=== Exercise aim ===
A complete answer lists every line of the entries below where the string "gravel" appears.

=== Provided information ===
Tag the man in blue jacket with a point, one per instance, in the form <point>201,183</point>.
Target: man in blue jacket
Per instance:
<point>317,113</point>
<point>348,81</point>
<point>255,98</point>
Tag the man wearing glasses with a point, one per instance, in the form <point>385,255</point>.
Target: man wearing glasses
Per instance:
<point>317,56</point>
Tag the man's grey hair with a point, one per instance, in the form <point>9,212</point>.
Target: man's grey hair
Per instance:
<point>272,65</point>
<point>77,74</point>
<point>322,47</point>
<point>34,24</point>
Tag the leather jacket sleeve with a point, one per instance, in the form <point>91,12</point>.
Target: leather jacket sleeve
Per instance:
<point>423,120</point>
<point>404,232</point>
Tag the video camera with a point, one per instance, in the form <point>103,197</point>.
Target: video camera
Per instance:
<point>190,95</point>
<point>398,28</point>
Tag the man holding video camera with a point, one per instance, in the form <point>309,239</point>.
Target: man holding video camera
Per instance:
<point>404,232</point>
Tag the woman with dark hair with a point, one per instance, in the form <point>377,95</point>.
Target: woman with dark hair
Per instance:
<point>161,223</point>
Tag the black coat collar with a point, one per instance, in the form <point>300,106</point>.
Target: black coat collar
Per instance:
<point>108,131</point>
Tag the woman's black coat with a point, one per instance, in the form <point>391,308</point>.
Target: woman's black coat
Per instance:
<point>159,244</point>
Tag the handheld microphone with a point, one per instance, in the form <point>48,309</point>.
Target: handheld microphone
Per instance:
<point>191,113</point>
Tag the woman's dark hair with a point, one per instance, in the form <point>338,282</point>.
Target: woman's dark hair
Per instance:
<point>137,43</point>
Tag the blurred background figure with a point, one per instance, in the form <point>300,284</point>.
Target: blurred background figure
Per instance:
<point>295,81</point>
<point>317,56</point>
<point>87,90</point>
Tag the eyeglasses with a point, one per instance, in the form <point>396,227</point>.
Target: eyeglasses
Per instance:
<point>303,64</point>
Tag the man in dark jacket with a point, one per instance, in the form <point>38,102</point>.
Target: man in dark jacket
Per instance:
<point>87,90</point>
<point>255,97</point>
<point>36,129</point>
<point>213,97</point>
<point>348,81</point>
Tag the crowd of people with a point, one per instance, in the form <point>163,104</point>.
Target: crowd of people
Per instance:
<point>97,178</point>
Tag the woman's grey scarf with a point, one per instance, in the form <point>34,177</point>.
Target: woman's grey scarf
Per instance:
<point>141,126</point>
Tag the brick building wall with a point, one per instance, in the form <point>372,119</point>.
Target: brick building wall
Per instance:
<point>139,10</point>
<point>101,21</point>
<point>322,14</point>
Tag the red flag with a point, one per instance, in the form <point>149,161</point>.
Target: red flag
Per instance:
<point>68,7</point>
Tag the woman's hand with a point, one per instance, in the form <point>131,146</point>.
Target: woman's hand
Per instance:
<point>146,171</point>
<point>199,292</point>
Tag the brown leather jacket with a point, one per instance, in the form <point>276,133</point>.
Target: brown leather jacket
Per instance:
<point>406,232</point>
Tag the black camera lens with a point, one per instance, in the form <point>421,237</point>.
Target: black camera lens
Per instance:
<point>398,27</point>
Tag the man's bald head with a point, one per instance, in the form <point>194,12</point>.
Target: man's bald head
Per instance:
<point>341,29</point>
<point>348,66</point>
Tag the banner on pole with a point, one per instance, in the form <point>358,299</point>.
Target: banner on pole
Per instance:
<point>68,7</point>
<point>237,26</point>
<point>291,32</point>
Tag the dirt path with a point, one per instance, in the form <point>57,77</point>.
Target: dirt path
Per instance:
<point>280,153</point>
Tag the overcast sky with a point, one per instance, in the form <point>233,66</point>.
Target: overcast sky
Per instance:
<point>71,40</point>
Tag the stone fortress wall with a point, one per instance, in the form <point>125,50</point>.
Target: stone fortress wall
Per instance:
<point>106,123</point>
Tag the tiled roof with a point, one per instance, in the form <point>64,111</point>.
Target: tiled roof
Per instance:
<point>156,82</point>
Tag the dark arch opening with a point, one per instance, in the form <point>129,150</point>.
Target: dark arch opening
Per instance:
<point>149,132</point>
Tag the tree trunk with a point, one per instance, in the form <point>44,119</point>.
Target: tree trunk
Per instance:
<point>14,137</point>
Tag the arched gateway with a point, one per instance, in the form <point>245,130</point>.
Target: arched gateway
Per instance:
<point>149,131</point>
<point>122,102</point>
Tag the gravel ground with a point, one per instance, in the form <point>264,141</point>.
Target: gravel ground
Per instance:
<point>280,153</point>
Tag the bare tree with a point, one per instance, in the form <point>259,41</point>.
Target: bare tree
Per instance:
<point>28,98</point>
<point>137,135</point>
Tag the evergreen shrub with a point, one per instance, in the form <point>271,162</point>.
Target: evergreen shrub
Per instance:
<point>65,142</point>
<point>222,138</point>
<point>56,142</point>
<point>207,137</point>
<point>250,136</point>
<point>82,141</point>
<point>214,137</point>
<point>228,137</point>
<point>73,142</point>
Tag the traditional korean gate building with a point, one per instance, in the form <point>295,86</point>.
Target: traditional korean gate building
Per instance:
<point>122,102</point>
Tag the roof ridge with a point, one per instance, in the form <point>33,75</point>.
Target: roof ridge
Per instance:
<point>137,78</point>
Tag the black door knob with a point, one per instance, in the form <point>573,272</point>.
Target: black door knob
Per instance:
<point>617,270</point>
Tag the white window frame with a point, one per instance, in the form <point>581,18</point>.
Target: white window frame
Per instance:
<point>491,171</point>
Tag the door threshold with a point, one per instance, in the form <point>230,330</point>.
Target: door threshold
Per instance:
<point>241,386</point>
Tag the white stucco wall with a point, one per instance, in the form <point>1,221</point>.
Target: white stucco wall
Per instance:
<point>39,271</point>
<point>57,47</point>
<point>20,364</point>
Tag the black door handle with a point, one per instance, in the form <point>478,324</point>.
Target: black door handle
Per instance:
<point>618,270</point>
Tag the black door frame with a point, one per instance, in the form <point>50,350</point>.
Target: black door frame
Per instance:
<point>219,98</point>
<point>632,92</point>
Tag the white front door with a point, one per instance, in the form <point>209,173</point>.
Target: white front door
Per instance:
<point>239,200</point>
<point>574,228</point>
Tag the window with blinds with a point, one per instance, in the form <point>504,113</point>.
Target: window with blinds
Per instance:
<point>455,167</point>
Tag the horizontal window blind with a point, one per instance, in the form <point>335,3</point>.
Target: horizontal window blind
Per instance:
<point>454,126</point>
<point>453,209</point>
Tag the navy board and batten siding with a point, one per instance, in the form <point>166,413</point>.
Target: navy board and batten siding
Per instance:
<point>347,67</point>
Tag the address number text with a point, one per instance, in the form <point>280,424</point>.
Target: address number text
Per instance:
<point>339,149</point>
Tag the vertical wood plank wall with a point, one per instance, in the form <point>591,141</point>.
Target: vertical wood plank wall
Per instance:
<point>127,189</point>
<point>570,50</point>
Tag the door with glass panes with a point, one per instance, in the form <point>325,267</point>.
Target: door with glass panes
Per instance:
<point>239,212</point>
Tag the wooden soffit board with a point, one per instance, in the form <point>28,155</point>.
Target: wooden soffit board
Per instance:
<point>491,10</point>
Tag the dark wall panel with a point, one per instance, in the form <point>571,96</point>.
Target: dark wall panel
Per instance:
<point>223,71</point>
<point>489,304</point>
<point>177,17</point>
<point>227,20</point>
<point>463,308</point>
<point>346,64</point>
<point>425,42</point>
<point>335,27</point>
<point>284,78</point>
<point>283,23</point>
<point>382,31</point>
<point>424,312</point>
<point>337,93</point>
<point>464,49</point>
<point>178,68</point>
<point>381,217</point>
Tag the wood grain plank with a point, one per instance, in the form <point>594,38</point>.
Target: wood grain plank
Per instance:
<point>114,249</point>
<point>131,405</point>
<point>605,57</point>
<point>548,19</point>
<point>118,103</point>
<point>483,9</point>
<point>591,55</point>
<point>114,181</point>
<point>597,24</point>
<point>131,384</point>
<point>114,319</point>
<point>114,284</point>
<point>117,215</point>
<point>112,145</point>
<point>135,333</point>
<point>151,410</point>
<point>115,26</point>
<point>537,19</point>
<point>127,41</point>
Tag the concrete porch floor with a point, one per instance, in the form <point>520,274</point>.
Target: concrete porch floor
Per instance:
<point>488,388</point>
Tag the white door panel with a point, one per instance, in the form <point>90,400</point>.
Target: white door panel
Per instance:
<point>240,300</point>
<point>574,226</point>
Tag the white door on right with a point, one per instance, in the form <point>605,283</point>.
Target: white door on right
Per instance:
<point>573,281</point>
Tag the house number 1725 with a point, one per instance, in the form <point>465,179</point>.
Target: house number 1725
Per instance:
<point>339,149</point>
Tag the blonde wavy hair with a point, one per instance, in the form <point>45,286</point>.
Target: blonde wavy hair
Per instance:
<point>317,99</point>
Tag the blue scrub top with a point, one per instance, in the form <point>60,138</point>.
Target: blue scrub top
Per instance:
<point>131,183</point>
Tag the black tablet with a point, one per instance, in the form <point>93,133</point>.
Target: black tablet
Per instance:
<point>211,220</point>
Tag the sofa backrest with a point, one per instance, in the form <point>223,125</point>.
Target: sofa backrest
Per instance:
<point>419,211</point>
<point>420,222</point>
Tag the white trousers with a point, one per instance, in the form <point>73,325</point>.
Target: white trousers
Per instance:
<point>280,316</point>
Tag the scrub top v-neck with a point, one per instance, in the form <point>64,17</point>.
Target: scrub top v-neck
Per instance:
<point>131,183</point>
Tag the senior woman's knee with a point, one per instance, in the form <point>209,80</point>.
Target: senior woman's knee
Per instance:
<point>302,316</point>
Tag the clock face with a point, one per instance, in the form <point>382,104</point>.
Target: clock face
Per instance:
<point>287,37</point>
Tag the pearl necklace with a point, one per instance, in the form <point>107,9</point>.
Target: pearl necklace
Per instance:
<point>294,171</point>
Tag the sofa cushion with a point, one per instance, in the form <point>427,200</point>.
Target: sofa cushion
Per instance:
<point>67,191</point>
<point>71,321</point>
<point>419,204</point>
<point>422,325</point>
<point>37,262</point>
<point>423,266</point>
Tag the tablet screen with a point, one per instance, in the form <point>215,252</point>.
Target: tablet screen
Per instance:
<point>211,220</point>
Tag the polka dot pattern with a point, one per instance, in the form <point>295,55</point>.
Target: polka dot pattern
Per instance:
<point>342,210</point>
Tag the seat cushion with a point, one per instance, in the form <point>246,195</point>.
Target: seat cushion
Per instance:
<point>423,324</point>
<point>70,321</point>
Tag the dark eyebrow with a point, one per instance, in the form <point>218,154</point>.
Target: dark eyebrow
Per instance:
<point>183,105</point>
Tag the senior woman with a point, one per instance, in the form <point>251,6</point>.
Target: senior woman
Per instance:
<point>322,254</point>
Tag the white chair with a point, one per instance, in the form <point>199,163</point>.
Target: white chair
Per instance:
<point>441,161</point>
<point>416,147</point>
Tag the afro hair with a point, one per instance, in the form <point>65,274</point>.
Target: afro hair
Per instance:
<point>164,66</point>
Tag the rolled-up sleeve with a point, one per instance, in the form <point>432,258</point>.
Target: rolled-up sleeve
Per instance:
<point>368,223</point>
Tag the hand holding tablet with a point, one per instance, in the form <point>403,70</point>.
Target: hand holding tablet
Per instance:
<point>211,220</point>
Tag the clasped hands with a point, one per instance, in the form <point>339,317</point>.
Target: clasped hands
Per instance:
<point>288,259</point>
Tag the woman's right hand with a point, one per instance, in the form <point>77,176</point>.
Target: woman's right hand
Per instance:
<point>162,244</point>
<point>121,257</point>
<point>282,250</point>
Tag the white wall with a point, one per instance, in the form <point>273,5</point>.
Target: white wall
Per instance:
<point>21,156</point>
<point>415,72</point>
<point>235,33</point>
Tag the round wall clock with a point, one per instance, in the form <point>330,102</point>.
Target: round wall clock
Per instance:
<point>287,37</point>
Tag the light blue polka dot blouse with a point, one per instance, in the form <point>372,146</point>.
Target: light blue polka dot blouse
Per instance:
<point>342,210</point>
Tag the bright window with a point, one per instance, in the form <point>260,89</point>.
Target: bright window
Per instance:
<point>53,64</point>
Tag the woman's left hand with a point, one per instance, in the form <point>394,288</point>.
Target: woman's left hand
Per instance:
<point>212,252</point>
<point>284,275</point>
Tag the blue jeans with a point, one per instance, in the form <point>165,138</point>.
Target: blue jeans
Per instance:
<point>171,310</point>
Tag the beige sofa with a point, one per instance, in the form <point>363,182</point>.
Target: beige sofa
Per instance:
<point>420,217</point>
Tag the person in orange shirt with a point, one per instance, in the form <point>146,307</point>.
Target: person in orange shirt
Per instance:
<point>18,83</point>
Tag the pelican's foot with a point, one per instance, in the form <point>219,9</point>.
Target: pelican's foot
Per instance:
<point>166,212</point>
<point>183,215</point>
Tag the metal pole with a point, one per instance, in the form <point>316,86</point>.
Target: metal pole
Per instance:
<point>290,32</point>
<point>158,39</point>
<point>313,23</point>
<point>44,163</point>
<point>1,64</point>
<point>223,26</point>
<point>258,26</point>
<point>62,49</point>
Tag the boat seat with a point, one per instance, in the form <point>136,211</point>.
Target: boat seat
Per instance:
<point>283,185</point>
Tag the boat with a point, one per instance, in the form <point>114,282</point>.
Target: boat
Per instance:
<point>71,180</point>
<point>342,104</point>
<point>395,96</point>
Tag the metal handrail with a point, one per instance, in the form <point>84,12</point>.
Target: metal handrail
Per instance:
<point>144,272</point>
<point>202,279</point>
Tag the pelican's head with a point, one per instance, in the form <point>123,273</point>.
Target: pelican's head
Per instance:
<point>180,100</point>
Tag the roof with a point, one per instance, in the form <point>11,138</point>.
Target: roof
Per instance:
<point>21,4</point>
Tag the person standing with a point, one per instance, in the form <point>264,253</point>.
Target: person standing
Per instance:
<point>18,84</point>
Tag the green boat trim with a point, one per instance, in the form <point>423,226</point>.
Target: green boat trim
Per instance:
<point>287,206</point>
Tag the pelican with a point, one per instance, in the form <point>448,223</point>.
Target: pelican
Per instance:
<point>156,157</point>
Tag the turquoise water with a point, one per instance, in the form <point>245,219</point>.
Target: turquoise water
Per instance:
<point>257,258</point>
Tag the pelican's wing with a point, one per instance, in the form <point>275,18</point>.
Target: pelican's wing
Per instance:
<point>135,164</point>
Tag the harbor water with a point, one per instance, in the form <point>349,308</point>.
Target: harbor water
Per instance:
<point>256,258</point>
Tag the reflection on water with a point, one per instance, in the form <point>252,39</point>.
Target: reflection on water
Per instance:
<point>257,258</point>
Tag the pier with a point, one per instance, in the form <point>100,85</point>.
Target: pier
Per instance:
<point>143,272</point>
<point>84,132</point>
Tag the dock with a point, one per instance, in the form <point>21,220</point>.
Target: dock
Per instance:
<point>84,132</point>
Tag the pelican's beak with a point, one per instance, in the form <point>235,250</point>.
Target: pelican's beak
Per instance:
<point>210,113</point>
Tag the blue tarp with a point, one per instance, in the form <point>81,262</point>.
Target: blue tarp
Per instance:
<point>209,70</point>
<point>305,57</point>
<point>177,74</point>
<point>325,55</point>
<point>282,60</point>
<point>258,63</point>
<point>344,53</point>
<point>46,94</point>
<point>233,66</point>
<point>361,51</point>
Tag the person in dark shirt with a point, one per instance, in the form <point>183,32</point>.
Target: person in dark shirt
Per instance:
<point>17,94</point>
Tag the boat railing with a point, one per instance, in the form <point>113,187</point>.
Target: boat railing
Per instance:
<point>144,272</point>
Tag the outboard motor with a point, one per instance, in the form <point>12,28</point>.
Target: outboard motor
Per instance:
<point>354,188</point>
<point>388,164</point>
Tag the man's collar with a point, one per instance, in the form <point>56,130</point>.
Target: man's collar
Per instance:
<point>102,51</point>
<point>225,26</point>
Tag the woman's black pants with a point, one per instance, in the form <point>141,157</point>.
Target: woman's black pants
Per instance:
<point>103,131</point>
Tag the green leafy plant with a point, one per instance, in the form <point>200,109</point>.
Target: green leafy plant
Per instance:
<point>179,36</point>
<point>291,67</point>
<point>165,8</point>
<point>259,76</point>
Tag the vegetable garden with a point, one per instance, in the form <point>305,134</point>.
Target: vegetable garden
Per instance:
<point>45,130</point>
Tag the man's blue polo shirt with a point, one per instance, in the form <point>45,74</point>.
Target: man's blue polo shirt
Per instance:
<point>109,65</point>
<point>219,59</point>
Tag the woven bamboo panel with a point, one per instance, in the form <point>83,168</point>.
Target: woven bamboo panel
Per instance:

=== Written response ===
Tag the gravel ground with a point, one per instance, in the form <point>264,141</point>.
Target: gravel ground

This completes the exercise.